Work to complete>
List each line of the listing below that contains the string "twig", counting only matches with the same capitalization.

Stored dataset items>

[BEGIN]

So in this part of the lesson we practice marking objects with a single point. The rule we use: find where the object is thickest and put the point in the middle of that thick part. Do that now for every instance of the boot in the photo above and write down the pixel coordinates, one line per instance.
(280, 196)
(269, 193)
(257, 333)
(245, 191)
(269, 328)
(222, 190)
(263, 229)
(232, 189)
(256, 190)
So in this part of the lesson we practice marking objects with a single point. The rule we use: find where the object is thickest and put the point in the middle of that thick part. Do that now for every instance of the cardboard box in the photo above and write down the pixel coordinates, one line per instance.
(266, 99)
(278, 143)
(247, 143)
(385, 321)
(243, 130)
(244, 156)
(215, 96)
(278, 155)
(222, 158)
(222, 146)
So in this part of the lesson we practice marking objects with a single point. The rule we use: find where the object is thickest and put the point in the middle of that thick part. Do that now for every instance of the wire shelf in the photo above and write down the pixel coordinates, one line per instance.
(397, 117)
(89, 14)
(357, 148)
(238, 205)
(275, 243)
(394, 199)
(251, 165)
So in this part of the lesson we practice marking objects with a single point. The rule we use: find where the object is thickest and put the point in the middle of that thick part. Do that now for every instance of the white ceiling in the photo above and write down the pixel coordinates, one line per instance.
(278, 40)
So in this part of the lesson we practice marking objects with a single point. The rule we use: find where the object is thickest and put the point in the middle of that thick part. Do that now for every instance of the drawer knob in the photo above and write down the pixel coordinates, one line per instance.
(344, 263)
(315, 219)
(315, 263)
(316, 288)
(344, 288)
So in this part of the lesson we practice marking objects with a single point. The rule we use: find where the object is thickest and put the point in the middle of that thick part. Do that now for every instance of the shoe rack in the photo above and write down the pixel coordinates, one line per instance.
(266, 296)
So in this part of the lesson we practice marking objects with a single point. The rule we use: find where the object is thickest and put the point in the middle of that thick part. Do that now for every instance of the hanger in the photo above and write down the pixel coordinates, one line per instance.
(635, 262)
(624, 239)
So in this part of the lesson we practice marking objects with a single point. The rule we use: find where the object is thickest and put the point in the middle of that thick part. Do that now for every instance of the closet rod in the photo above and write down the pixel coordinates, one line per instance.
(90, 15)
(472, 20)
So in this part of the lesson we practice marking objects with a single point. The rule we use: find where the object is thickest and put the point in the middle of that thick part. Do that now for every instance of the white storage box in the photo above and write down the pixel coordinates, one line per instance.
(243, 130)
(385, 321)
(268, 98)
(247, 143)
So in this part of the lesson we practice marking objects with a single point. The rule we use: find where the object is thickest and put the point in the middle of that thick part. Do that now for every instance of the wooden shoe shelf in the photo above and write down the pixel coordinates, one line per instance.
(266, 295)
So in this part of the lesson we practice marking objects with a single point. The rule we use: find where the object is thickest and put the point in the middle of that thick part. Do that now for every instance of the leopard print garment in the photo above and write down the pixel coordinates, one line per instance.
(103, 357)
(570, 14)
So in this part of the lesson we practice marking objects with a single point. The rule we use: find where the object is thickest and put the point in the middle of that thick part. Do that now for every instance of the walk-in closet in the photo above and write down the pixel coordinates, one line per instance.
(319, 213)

[END]
[BEGIN]

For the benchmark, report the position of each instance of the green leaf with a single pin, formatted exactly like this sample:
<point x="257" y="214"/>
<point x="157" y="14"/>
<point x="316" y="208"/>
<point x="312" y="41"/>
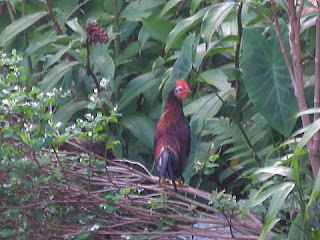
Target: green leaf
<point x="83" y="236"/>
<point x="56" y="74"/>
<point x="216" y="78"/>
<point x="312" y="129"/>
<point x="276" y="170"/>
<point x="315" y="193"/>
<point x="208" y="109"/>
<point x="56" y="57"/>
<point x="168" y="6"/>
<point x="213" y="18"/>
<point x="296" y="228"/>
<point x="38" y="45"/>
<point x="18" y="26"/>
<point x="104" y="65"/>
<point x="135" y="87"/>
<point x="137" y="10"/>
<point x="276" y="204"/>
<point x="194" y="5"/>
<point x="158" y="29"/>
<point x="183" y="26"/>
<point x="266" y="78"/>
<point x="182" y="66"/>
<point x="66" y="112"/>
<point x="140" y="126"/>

[END]
[BEGIN]

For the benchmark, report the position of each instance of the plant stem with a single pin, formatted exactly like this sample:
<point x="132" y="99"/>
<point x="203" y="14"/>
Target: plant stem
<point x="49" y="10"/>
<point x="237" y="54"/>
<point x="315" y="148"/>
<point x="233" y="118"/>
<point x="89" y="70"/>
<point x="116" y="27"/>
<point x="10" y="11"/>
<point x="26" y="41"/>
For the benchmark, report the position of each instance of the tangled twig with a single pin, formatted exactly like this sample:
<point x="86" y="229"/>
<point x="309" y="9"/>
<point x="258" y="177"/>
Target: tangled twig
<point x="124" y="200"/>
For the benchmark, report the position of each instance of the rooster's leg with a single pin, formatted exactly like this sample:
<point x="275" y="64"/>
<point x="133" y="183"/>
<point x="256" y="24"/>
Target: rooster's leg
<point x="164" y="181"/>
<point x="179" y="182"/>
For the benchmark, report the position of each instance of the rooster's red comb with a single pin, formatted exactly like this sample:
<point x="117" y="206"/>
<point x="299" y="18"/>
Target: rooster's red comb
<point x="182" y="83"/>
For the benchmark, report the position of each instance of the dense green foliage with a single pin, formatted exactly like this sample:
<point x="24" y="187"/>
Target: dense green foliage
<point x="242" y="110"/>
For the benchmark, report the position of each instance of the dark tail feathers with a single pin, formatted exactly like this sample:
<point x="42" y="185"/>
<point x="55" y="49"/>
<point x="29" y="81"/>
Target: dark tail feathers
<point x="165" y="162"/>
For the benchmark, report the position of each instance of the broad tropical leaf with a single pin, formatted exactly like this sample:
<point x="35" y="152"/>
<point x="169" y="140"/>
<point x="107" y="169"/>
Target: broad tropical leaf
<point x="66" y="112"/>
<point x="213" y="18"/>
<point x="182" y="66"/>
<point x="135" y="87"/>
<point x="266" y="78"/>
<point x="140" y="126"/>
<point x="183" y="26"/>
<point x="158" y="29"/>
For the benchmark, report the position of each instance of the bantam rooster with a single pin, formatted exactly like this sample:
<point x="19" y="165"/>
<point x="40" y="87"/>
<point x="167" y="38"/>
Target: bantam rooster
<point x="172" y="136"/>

[END]

Output below>
For the benchmark, report the position of each instance of the tangled twig with a single pin, formatted exactly like this sample:
Target: tangled twig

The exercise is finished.